### Job
Lay out every line of the records below as a Markdown table with two columns, Index for the row number and Entry for the line. Omit blank lines.

### Provided entries
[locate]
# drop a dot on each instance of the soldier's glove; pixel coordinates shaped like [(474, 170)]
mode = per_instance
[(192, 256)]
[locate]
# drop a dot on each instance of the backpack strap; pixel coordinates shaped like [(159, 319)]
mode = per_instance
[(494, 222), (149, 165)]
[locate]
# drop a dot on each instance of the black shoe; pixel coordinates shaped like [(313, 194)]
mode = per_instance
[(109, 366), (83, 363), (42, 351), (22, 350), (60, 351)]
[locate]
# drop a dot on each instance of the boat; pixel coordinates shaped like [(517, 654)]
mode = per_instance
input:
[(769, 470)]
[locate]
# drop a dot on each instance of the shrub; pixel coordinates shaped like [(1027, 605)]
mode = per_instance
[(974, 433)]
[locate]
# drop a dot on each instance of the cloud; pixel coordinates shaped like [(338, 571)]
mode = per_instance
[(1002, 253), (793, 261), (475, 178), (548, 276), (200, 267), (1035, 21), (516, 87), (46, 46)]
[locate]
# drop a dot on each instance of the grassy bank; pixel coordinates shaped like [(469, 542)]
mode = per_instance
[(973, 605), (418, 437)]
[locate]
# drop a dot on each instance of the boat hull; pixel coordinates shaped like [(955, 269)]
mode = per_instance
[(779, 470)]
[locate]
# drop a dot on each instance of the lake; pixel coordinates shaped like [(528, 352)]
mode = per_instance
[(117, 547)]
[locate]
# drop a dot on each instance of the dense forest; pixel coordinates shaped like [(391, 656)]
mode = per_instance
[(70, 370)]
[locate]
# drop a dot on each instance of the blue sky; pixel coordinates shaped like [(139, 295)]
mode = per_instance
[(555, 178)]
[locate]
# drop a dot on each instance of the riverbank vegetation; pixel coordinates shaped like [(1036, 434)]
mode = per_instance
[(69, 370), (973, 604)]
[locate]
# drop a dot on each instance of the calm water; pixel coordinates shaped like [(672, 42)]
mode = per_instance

### Response to this task
| Index | Entry |
|---|---|
| 1 | [locate] |
| 2 | # drop a dot on each instance of the soldier's glove; pixel coordinates shaped like [(474, 170)] |
| 3 | mode = per_instance |
| 4 | [(192, 256)] |
| 5 | [locate] |
| 6 | # drop a dot on each instance of the backpack strap; pixel coordinates shaped like [(159, 319)] |
| 7 | mode = per_instance |
| 8 | [(494, 222), (149, 165)] |
| 9 | [locate] |
| 10 | # drop a dot on each instance of the black shoe; pixel coordinates shaped like [(313, 194)] |
| 11 | mode = per_instance |
| 12 | [(109, 366), (83, 363), (42, 351), (22, 350), (60, 351)] |
| 13 | [locate] |
| 14 | # drop a dot on each instance of the boat; pixel coordinates shaped like [(517, 654)] |
| 15 | mode = per_instance |
| 16 | input: |
| 17 | [(769, 470)] |
| 18 | [locate] |
| 19 | # drop a dot on each instance of the shrub; pixel coordinates shaped like [(1027, 605)] |
| 20 | mode = per_instance |
| 21 | [(974, 433)] |
| 22 | [locate] |
| 23 | # drop a dot on each instance of the cloud; pixel coordinates shaped like [(338, 571)] |
| 24 | mode = per_instance |
| 25 | [(1002, 253), (793, 261), (475, 178), (548, 276), (200, 267), (1035, 21), (516, 87), (46, 46)] |
| 26 | [locate] |
| 27 | # drop a dot on each instance of the grassy bank; pixel coordinates shaped like [(469, 542)] |
| 28 | mode = per_instance |
| 29 | [(973, 605), (418, 437)] |
| 30 | [locate] |
| 31 | # drop a dot on each instance of the boat hull; pixel coordinates shaped like [(955, 269)] |
| 32 | mode = per_instance |
| 33 | [(779, 470)] |
| 34 | [locate] |
| 35 | # drop a dot on each instance of the lake; pixel coordinates shaped like [(528, 352)] |
| 36 | mode = per_instance |
| 37 | [(117, 547)] |
| 38 | [locate] |
| 39 | # drop a dot on each instance of the dense forest; pixel coordinates shaped like [(391, 656)] |
| 40 | mode = per_instance |
| 41 | [(70, 370)] |
| 42 | [locate] |
| 43 | # drop a dot on each instance of the blue sky; pixel coordinates shaped like [(139, 295)] |
| 44 | mode = per_instance |
| 45 | [(555, 178)] |
| 46 | [locate] |
| 47 | # drop a dot on each instance of the riverbank vegetation; pixel coordinates shaped like [(1036, 434)] |
| 48 | mode = per_instance |
| 49 | [(69, 370), (973, 604)] |
| 50 | [locate] |
| 51 | # drop a dot on each instance of the calm water; pixel coordinates shaped like [(672, 42)] |
| 52 | mode = per_instance |